DIRECTIVE A: Name each person who posts in the Soldmat thread below, listing every username only once.
DIRECTIVE B: Reproduce the part of the Soldmat thread below that starts with the words "## gear junkie" and ends after the words "(May 9, 2012)".

# Soldmat?



## Michaelcookplum (May 1, 2011)

Anyone used these? Are they any good? 

http://www.menards.com/main/store/2...tlan010_PL/Prod_Tech_Spec/ASP-SolderRings.pdf


----------



## Tim`s Plumbing (Jan 17, 2012)

I don`t sweat pipes much in the last 10 years since I started using the ProPress and what I do sweat is ussually copper DWV. So I really don`t see the need for it.


----------



## gear junkie (Jun 20, 2008)

looks overcomplicated and the same thing can be accomplished with a ball of solder on top the fitting.


----------



## Gettinit (May 9, 2012)

Why do you think you need it?


----------



## OldSchool (Jan 30, 2010)

What will they think of next...

IMPO ... It a stupid idea ... More directed to the DIY market


----------



## plbgbiz (Aug 27, 2010)

OldSchool said:


> What will they think of next...
> 
> IMPO ... It a stupid idea ... More directed to the DIY market


What he said^^^


----------



## Michaelcookplum (May 1, 2011)

I just came across it on ASP/pace website. They have a lot of neat/useful specialty plumbing tools and products. I've never Herd of the stuff. Just thought I'd ask


----------



## Tommy plumber (Feb 19, 2010)

I have been soldering copper for nearly (19) years, I can't see the need for a plumber to use those things.

LISTING:
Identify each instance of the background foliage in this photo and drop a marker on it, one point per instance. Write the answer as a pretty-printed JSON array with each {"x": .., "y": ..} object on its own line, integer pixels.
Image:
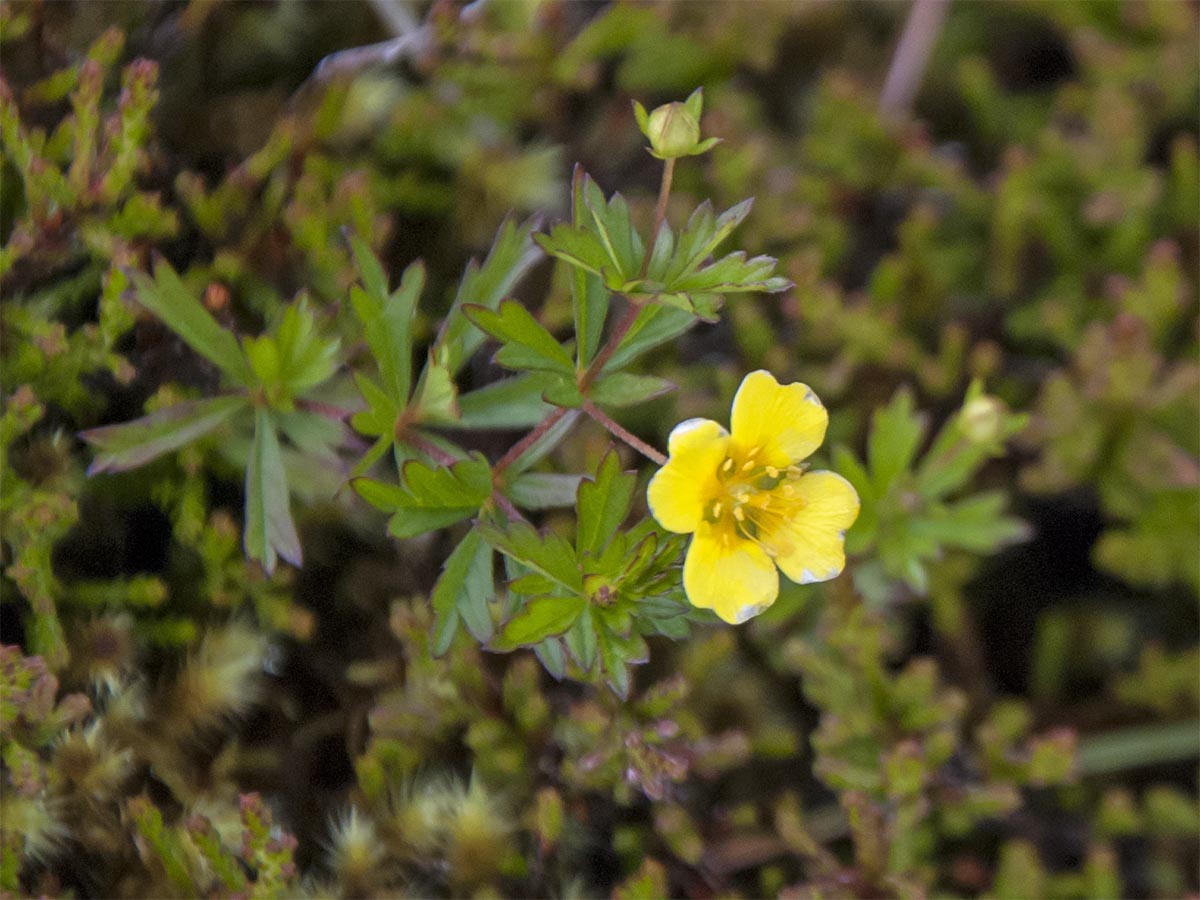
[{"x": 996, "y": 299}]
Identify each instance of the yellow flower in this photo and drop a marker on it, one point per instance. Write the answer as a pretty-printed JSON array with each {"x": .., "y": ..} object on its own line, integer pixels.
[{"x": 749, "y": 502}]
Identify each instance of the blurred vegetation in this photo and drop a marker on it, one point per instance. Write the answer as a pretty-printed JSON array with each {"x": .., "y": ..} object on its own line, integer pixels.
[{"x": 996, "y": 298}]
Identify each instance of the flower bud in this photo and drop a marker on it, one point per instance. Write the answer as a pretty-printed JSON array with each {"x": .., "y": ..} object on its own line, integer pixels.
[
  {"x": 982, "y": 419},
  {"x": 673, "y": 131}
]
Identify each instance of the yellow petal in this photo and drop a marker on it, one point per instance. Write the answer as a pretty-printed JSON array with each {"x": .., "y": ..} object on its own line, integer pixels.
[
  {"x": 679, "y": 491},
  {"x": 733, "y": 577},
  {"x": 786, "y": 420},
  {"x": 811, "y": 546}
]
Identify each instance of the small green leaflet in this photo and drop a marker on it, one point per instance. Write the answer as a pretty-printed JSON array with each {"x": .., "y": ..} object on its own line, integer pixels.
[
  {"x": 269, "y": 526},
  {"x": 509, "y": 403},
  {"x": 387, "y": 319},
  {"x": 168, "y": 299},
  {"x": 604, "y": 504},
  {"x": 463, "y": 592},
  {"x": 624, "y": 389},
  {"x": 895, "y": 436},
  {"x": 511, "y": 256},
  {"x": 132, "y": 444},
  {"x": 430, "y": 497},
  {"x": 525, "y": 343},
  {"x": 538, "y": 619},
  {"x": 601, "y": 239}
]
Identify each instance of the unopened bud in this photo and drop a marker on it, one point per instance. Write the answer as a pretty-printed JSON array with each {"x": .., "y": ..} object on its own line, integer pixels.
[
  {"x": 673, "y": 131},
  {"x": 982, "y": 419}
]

---

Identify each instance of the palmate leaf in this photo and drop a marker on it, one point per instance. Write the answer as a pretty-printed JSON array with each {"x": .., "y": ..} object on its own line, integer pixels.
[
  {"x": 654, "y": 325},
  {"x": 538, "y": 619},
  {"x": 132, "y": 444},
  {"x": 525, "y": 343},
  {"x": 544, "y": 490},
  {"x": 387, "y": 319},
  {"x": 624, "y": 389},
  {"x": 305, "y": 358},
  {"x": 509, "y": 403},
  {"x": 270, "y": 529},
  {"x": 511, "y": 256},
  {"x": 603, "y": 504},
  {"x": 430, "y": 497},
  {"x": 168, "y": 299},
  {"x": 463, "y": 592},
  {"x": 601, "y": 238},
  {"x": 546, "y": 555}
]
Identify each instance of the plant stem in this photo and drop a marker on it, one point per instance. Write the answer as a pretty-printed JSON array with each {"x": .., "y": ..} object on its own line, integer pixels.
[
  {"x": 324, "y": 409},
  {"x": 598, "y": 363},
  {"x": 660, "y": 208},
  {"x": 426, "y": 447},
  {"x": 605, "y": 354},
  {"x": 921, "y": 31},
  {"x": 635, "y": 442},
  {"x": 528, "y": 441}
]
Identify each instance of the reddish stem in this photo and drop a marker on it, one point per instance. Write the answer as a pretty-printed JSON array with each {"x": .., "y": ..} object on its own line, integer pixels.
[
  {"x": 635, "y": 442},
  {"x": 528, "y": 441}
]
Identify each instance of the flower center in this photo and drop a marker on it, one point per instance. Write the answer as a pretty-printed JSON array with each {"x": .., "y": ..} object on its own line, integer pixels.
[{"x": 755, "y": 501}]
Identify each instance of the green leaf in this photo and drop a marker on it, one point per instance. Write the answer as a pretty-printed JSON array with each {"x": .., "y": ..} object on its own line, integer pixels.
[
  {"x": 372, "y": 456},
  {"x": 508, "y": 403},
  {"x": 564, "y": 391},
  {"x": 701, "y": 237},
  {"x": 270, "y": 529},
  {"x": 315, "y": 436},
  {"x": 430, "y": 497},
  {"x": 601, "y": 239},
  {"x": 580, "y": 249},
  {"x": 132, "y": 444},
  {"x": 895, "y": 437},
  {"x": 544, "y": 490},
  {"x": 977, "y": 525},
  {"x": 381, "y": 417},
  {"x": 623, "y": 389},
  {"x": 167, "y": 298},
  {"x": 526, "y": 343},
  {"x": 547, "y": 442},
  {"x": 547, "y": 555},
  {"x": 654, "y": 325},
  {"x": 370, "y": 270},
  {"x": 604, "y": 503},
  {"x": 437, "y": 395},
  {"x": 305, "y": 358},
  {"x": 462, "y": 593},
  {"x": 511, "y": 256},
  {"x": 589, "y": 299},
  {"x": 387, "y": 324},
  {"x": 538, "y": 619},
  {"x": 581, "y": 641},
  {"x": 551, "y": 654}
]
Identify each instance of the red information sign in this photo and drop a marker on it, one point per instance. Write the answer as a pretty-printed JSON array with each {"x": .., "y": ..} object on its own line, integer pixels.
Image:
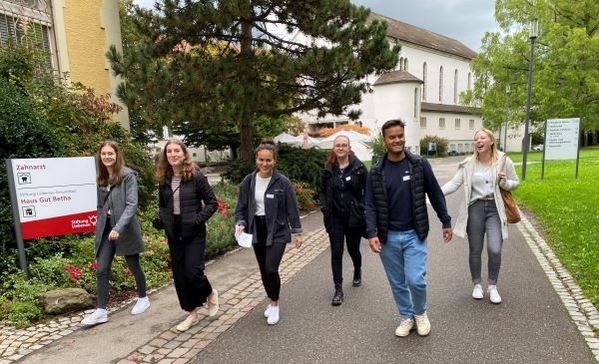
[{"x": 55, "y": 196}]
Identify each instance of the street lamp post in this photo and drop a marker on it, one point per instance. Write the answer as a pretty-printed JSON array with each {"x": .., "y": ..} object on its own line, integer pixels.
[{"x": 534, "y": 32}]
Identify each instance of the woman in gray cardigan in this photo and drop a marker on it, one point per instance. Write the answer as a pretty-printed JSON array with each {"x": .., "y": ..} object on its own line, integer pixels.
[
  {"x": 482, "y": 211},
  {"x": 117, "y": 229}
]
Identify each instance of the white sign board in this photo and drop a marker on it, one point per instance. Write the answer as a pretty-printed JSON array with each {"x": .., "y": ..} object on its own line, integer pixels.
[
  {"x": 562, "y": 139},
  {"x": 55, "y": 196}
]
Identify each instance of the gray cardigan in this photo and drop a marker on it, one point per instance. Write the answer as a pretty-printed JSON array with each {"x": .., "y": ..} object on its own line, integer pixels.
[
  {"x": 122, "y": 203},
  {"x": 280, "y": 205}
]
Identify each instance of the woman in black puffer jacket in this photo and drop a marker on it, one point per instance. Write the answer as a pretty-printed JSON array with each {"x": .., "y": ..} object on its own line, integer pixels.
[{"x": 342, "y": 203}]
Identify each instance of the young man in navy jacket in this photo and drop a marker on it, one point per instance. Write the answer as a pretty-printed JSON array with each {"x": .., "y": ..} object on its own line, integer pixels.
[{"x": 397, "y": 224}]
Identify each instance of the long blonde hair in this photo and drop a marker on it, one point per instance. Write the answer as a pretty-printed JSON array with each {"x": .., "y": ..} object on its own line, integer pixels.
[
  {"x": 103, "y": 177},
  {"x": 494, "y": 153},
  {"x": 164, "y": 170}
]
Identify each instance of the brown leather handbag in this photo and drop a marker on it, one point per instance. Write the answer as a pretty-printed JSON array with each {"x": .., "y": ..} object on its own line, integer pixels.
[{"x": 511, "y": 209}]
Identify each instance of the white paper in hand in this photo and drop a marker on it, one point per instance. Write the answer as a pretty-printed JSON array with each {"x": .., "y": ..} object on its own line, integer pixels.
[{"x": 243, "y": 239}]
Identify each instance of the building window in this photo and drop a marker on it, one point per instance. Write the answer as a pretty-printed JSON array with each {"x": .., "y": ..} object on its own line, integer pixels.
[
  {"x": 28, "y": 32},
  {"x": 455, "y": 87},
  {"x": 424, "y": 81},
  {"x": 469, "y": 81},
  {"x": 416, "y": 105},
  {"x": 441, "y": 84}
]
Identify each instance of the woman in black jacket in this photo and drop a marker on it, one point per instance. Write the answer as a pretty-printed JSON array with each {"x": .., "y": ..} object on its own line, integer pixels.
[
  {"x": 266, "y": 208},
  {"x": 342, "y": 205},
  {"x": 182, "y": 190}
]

RESPONSE A:
Michaelcookplum
Tim`s Plumbing
gear junkie
Gettinit
OldSchool
plbgbiz
Tommy plumber

RESPONSE B:
## gear junkie (Jun 20, 2008)

looks overcomplicated and the same thing can be accomplished with a ball of solder on top the fitting.


----------



## Gettinit (May 9, 2012)